▶ **TASK**:
Carry on the review of the index_def patch from its last sentence.

[tarantool-patches] Re: [PATCH] sql: add index_def to struct Index

Tue May 22 22:10:13 MSK 2018

Hello. Thanks for the patch! See 26 comments below.

On 22/05/2018 19:03, Ivan Koptelov wrote:
> Currently there is a problem with
> non-deterministic nullability in
> index_def. To see the error just
> uncomment printfs on build.c 2999
> and run any sql-tap test that
> has to do with indexes, e.g
> distinct.test.lua.
> github branch: https://github.com/tarantool/tarantool/tree/sb/gh-3369-use-index-def-in-select-and-where
> ---
>   src/box/sql/build.c     | 179 +++++++++++++++++++++++++++++++++++++++++++++++-
>   src/box/sql/sqliteInt.h |   2 +
>   2 files changed, 179 insertions(+), 2 deletions(-)
> 
> diff --git a/src/box/sql/build.c b/src/box/sql/build.c
> index 742f8a572..6bd70fa9f 100644
> --- a/src/box/sql/build.c
> +++ b/src/box/sql/build.c
> @@ -43,6 +43,7 @@
>    *     COMMIT
>    *     ROLLBACK
>    */
> +#include <ctype.h>

1. See the comment 2 and remove it, please.

>   #include "sqliteInt.h"
>   #include "vdbeInt.h"
>   #include "tarantoolInt.h"
> @@ -2841,9 +2842,173 @@ index_is_unique(Index *idx)
>   	return tnt_index->def->opts.is_unique;
>   }
>   
> +/*
> + * In CREATE INDEX requests user may set binary collation with COLLATE
> + * [BINARY, binary, "binary" and "bInarY"] This function is to handle all
> + * these cases.
> + */
> +bool is_binary_collation(const char *coll_name)
> +{
> +	char *upper_case_name =
> +		malloc(sizeof(*coll_name) * strlen(coll_name));
> +	for (int i = 0; i < (int) strlen(coll_name); i++) {
> +		upper_case_name[i] = toupper(coll_name[i]);
> +	}
> +
> +	bool res = (strcmp(upper_case_name, "BINARY") == 0);
> +	free(upper_case_name);
> +	return res;

2. All this function is identical to simple strcasecmp(coll_name, "binary").

▶ **MATERIAL**:

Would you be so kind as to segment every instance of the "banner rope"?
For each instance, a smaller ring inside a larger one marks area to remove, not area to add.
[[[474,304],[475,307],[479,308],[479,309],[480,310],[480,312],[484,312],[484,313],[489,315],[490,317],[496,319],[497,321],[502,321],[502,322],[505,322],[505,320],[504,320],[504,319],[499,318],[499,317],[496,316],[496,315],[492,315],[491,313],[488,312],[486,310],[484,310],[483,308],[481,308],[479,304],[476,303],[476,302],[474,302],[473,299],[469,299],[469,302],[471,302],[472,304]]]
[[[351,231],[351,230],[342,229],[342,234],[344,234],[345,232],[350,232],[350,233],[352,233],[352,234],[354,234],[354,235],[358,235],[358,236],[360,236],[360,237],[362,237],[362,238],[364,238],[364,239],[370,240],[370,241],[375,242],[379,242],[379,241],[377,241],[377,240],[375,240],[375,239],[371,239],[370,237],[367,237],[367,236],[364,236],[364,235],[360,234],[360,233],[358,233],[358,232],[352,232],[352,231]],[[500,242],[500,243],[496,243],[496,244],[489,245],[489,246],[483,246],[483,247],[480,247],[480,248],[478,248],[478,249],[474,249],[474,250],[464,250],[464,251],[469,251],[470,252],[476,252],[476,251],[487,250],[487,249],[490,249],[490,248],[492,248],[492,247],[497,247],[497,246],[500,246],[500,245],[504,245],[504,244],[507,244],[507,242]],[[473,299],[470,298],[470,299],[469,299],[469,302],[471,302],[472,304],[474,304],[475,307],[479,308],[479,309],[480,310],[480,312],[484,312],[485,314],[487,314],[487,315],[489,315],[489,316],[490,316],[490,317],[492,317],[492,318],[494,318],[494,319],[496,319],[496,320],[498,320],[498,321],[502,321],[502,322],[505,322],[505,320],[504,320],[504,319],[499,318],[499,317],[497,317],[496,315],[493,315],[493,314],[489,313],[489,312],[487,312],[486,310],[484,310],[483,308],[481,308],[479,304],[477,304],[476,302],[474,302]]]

▶ **ANSWER FOR THIS EXERCISE**:
> +}
> +
> +//bool is_index_equal(Index * old, struct index_def *new)
> +//{
> +//	assert(strcmp(old->zName, new->name);
> +//	return true;
> +//}

3. Garbage diff.

> +
> +struct index_def *create_index_def(Table *pTab, const char *name,
> +				   uint32_t name_len, int onError,
> +				   ExprList *pList, u8 idxType)

4. According to Tarantool code style you should wrap line after return type
definition. And please, use snake_case for variable names.

> +{
> +	struct space_def *space_def = pTab->def;
> +	struct space *space = space_by_id(space_def->id);

5. space_by_id takes a space from the space cache, but during
'CREATE TABLE' generation the space is not in the cache. This will
return NULL.

You must not use space * here at all. I see, that you use it
in a single place to find a primary index key_def, but you can get it
from the pTab from the first pIndex - it is always primary one.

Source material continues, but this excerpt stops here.